## LISTA DE TAREFAS
a. Transcreva do texto sobre o fascismo em São José do Rio Pardo o trecho que começa em "Em 1942, o navio" e vai até "março de 1942.".
b. Apresente todas as linhas dos registros como uma lista JSON de strings, uma string por linha, deixando de fora as linhas em branco.

## TRECHO DO DOCUMENTO
________________________________________

Fasci Italiani del’ Estero, na Itália,
no Brasil e em São José do Rio Pardo

O declínio do fascismo em São José e notícias da guerra

Em 1942, o navio brasileiro "Taubaté" foi metralhado por um avião alemão em águas do Mediterrâneo, e cinco outros navios brasileiros também foram bombardeados entre fevereiro e março de 1942.

Em 11 de março de 1942, mais um vapor foi bombardeado, indo a pique: o Cairu. Comoção nacional.

Naquele dia, em São José, o Cine Colombo exibia um comentadíssimo filme, com casa cheia. Entre a assistência, muitos italianos e o casal alemão, Luísa e Francisco Exner. De repente as luzes acenderam-se e o filme foi interrompido. Uma autoridade subiu ao palco e relatou o bombardeio, o afundamento do navio e o desaparecimento de 53 tripulantes, culpando o eixo, seus dirigentes e os fascistas pelo doloroso acontecimento. Comovido, cobria de luto o Brasil, dizendo que em respeito às dores e às lágrimas do País, a sessão não deveria prosseguir...

Em silêncio, todos saíram olhando com desprezo, mas sem ofensas, os italianos e alemães que, apressados, abandonavam o "Colombo".

 

 

Os amigos ...Bello, Domingos Bello e Lourenço Landini.

 

 

 

Em 11 de março de 1942, grandes manifestações populares intimidaram italianos, alemães, japoneses e seus descendentes residentes no Brasil. Em Vitória, a multidão depredou um bar alemão e a agência da Bayer. Em Florianópolis, foram atacados habitantes e residências. No Rio de Janeiro, a UNE (União Nacional dos Estudantes) ocupou a sede do Clube Germânia...

O governo brasileiro tomou medidas contra o Eixo: restringiu as atividades de cidadãos italianos, alemães e japoneses, responsabilizando-os pelas indenizações de guerra: teriam de reparar os prejuízos. Eis o decreto:

"Considerando que atos de guerra são praticados contra o continente americano; considerando que ao passo que o Brasil respeitava, com máxima exatidão e lealdade as regras da neutralidade universal, aceitas do Direito Internacional, o navio de guerra Taubaté foi atacado no mar Mediterrâneo, por forças de guerra da Alemanha; considerando que, assumindo solenemente a obrigação de reparar o dano causado por este ato, o Governo alemão até hoje não cumpriu este compromisso; considerando que (...) unidades desarmadas da Marinha Mercante brasileira, viajando com fins de comércio pacífico, foram atacadas e afundadas (...); considerando que tais atos constituem uma agressão não provocada (...) decreta que os bens e direitos dos súditos alemães, japoneses e italianos, pessoas físicas ou jurídicas, respondam pelo prejuízo que, para os bens e direitos do Estado brasileiro, e para a vida, os bens e os direitos das pessoas jurídicas ou físicas brasileiras, domiciliadas ou residentes no Brasil, resultaram ou resultam, de atos de agressão praticados pela Alemanha, pelo Japão e pela Itália".

________________________________________

## REGISTROS FORNECIDOS
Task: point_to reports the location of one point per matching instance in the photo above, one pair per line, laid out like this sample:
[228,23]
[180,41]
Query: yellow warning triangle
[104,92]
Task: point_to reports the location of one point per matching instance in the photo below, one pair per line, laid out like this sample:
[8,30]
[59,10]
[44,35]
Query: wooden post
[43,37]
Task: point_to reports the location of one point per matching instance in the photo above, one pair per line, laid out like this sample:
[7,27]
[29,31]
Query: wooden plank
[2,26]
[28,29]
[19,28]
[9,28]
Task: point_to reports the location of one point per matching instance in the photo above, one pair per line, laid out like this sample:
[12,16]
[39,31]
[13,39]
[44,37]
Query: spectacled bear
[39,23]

________________________________________

## RESPOSTAS RESOLVIDAS
a.
Em 1942, o navio brasileiro "Taubaté" foi metralhado por um avião alemão em águas do Mediterrâneo, e cinco outros navios brasileiros também foram bombardeados entre fevereiro e março de 1942.

b.
[
  "Task: point_to reports the location of one point per matching instance in the photo above, one pair per line, laid out like this sample:",
  "[228,23]",
  "[180,41]",
  "Query: yellow warning triangle",
  "[104,92]",
  "Task: point_to reports the location of one point per matching instance in the photo below, one pair per line, laid out like this sample:",
  "[8,30]",
  "[59,10]",
  "[44,35]",
  "Query: wooden post",
  "[43,37]",
  "Task: point_to reports the location of one point per matching instance in the photo above, one pair per line, laid out like this sample:",
  "[7,27]",
  "[29,31]",
  "Query: wooden plank",
  "[2,26]",
  "[28,29]",
  "[19,28]",
  "[9,28]",
  "Task: point_to reports the location of one point per matching instance in the photo above, one pair per line, laid out like this sample:",
  "[12,16]",
  "[39,31]",
  "[13,39]",
  "[44,37]",
  "Query: spectacled bear",
  "[39,23]"
]